EXCERPT PROVIDED.
::::::::::
Poet, performer and provocateur Ruth Weiss, 92, died on July 31 of natural causes at her Mendocino County home.
She leaves behind a remarkable legacy in San Francisco's literary scene — most notably the Beat movement, of which she is often referred to as the "mother."
From the 1950s to the present day, Weiss wrote 23 books, directed films, created theatrical play and performed her unique hybrid of jazz and poetry across America and Europe. Herb Caen even dubbed her the "goddess of the Beat Generation."
A documentary about her life, "Ruth Weiss: The Beat Goddess," was completed last year and is currently touring the festival circuit. But Weiss herself wasn't enthusiastic about the moniker.
"I don’t quite like the term Beat; bohemian would be more appropriate for me," Weiss once told Peter Maravelis, events director at City Lights Bookstore. She saw herself as part of a long tradition of bohemia and the burlesque.
Born in Berlin in 1928, Weiss spent her early years fleeing the Nazi regime in Vienna and then Amsterdam. She and her parents moved to Chicago in 1933.
After graduating high school in Chicago, Weiss attended college in Switzerland, where she began writing poetry. In 1949, she returned to Chicago, where she joined a bohemian group called the Art Circle and became a jazz troubadour.
In 1952, after hearing about San Francisco’s majestic fog, Weiss hitchhiked her way to the city. She would make her home there for the next three decades, before moving in 1980 to the redwood forest of Albion, California with her husband, Paul Blake.
When Weiss first landed in the city, she rented a room at 1010 Montgomery St., where Allen Ginsberg also later resided. She later moved to the Hotel Wentley on Polk Street, where Jack Kerouac would visit, and they would write back and forth to each other in haiku.
Despite Weiss' deep involvement in the Beat scene, she never quite gained the notoriety of her male cohorts: Ginsberg, Kerouac, Gary Snyder and Michael McClure.
Maravelis said that while other writers were into self-promotion, or politicking with publishers, Weiss never published through any distributors. Every six months, she'd lug in stacks of books to City Lights — which sold her work on consignment — and they'd cut her a check.
::::::::::
(Excerpts of pointing data)
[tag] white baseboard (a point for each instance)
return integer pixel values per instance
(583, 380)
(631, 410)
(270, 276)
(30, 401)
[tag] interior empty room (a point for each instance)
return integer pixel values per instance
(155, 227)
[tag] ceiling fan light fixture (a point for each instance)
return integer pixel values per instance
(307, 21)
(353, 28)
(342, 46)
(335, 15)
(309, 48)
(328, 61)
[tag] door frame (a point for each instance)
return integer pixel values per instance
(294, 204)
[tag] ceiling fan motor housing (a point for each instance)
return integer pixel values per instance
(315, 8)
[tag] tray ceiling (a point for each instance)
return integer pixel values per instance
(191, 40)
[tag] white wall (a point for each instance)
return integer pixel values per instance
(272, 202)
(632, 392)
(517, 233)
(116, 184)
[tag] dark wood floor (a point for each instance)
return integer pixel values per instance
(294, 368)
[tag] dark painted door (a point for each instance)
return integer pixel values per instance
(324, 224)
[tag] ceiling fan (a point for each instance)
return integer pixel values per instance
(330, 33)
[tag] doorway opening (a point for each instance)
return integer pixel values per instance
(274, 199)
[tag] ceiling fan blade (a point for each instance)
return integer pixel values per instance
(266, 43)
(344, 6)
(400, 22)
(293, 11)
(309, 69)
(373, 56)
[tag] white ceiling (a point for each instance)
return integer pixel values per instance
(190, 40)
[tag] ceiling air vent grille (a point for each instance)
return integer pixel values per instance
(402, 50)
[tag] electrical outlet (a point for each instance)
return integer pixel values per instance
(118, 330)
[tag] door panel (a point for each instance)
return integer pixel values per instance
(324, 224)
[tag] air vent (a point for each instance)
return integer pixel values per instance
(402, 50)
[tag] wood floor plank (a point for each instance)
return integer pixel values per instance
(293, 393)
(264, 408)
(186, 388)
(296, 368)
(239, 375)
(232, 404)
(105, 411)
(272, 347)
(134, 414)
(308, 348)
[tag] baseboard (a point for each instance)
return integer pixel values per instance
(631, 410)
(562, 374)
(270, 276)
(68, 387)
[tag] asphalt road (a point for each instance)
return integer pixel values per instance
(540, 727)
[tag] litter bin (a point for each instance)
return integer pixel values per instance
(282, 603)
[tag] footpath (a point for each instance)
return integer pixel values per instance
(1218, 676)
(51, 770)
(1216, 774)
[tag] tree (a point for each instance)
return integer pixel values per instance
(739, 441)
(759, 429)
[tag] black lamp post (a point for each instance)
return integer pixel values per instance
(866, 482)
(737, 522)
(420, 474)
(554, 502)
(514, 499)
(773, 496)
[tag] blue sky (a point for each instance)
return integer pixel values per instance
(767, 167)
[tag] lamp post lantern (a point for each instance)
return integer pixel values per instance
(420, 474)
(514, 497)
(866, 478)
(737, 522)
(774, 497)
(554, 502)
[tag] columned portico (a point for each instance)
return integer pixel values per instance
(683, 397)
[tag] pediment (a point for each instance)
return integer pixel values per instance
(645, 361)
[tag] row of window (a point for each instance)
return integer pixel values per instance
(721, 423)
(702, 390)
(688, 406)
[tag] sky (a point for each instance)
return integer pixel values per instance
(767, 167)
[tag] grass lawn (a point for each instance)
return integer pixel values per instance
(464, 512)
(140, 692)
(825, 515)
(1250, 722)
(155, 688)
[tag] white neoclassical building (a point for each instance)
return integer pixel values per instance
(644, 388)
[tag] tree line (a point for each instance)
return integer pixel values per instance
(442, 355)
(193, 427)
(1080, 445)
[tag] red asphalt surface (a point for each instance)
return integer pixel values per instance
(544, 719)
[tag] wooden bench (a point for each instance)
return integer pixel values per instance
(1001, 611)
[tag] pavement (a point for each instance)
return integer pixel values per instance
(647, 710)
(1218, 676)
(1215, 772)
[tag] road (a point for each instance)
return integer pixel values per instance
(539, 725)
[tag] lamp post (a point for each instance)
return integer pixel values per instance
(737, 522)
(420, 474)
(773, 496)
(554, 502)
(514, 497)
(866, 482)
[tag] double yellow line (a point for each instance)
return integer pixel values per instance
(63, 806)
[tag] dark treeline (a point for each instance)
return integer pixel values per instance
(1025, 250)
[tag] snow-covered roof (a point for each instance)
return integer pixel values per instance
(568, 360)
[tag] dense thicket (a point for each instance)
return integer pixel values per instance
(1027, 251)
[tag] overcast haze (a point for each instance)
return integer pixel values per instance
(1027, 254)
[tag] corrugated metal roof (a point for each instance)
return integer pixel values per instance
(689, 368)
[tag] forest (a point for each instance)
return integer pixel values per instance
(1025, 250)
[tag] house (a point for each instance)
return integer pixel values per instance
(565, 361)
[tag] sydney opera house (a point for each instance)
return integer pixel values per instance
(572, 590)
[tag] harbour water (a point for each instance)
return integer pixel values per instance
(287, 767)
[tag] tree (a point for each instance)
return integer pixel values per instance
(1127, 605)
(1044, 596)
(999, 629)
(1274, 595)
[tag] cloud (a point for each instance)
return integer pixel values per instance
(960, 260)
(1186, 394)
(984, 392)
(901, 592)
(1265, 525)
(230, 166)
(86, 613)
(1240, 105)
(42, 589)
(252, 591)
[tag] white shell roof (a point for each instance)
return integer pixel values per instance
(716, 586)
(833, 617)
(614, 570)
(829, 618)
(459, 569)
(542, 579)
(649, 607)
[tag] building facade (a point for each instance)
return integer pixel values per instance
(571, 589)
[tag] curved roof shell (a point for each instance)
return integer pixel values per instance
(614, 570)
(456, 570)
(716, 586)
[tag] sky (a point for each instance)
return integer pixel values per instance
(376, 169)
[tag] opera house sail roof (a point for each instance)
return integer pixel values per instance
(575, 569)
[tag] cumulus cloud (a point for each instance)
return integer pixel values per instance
::::::::::
GOALS.
a) From the article on Ruth Weiss above, print everything from "In 1952, after" down to "husband, Paul Blake.".
b) According to the article on Ruth Weiss, in what country did she attend college and begin writing poetry?

SOLUTIONS FOR EACH TASK.
a)
In 1952, after hearing about San Francisco’s majestic fog, Weiss hitchhiked her way to the city. She would make her home there for the next three decades, before moving in 1980 to the redwood forest of Albion, California with her husband, Paul Blake.

b) Switzerland